[Start Supplied records]
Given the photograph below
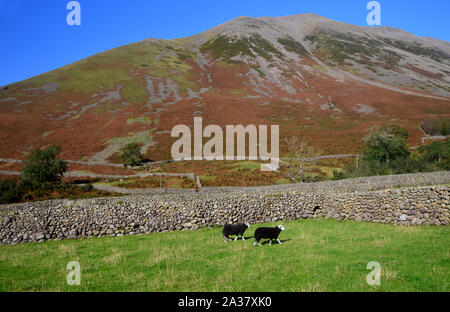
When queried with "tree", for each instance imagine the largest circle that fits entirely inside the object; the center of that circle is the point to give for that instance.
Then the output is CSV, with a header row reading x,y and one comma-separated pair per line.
x,y
42,166
131,155
301,160
396,130
383,147
437,153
[End Supplied records]
Task description:
Could you repeat the items above with "occurrence" substituted for every "instance" and everything else unchanged? Leave out the pictures.

Answer:
Given the photograph below
When queried with "tree", for each occurrence imagine the largest circle that fits entirely inside the object; the center of that circle is the point to give for that occurrence.
Then the output is CSV, with a header row reading x,y and one comma-separated pair per line.
x,y
42,166
131,155
301,160
396,130
383,147
437,153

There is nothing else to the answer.